Please set out every line of the material below as a numbered list, leaving out the blank lines.

* begin Data for this exercise *

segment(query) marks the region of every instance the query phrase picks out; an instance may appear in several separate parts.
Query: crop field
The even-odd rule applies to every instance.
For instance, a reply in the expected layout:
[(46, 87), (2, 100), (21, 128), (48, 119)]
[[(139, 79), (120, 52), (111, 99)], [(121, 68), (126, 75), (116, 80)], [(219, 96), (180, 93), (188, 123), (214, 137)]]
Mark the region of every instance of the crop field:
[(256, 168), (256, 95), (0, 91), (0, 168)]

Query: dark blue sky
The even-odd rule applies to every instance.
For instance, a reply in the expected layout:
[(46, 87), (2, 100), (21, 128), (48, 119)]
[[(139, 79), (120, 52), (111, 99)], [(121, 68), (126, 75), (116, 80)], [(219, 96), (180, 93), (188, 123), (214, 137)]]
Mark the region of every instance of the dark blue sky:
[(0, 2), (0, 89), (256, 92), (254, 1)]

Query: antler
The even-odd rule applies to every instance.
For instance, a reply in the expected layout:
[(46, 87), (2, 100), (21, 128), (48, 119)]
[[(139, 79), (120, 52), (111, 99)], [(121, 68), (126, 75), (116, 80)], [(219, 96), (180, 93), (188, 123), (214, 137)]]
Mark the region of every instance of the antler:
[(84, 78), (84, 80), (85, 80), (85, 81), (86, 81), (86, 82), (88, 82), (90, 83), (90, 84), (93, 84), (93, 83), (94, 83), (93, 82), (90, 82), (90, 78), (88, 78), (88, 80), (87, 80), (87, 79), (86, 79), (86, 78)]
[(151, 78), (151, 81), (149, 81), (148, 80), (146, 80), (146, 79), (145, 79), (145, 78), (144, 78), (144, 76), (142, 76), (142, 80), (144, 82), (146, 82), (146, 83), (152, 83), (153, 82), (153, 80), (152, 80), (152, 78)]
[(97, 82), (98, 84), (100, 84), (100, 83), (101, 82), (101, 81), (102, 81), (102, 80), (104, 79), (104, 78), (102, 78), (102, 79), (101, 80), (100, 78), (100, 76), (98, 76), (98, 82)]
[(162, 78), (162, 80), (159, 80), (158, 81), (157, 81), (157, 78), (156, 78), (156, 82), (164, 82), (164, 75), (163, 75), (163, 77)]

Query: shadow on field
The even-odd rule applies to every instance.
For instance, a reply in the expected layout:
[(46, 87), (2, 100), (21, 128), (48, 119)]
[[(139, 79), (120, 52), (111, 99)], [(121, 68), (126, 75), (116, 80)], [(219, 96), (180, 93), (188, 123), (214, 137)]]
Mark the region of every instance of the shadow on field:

* end Data for this exercise *

Solution to the problem:
1. segment(query) marks the region of every instance the query phrase picks out; an instance may appear in several separate parts.
2. Query: crop field
3. The even-odd rule applies to every instance.
4. For instance, a reply in the expected layout:
5. [(46, 87), (2, 100), (21, 128), (48, 119)]
6. [[(139, 79), (120, 52), (111, 99)], [(121, 68), (126, 75), (116, 80)], [(219, 96), (180, 93), (188, 123), (214, 137)]]
7. Mark the region of every instance of the crop field:
8. [(256, 168), (256, 95), (0, 91), (0, 168)]
9. Query: dark blue sky
10. The even-odd rule applies to every instance.
11. For instance, a reply in the expected layout:
12. [(46, 87), (2, 100), (21, 128), (48, 119)]
13. [[(139, 79), (120, 52), (111, 99)], [(121, 68), (126, 75), (116, 80)], [(219, 96), (180, 93), (188, 123), (214, 137)]]
14. Mark the region of every instance of the dark blue sky:
15. [(0, 2), (0, 89), (256, 92), (254, 1)]
16. Query: antler
17. The even-odd rule applies to every instance.
18. For instance, a reply in the expected layout:
19. [(46, 87), (2, 100), (21, 128), (48, 119)]
20. [[(139, 79), (120, 52), (111, 99)], [(121, 68), (126, 75), (116, 80)], [(219, 96), (180, 93), (188, 123), (214, 137)]]
21. Mark the region of every instance of the antler:
22. [(84, 78), (84, 80), (85, 80), (85, 81), (86, 81), (86, 82), (88, 82), (90, 83), (90, 84), (93, 84), (93, 83), (94, 83), (93, 82), (90, 82), (90, 78), (88, 78), (88, 80), (87, 80), (87, 79), (86, 79), (86, 78)]
23. [(151, 78), (151, 81), (149, 81), (148, 80), (146, 80), (146, 79), (145, 79), (145, 78), (144, 78), (144, 76), (142, 76), (142, 80), (144, 82), (146, 82), (146, 83), (152, 83), (153, 82), (153, 80), (152, 80), (152, 78)]
24. [(97, 82), (98, 84), (100, 84), (100, 83), (101, 82), (101, 81), (102, 81), (102, 80), (104, 79), (104, 78), (102, 78), (102, 79), (101, 80), (100, 78), (100, 76), (98, 76), (98, 82)]
25. [(162, 78), (162, 80), (159, 80), (158, 81), (157, 81), (157, 78), (156, 78), (156, 82), (164, 82), (164, 75), (163, 75), (163, 77)]
26. Query: shadow on field
27. The even-odd rule applies to every instance.
28. For instance, a reply in the expected layout:
29. [(46, 87), (2, 100), (21, 128), (48, 119)]
30. [[(139, 79), (120, 52), (111, 99)], [(121, 68), (126, 75), (116, 80)], [(219, 96), (180, 93), (188, 123), (214, 137)]]
31. Mark the region of every instance of the shadow on field:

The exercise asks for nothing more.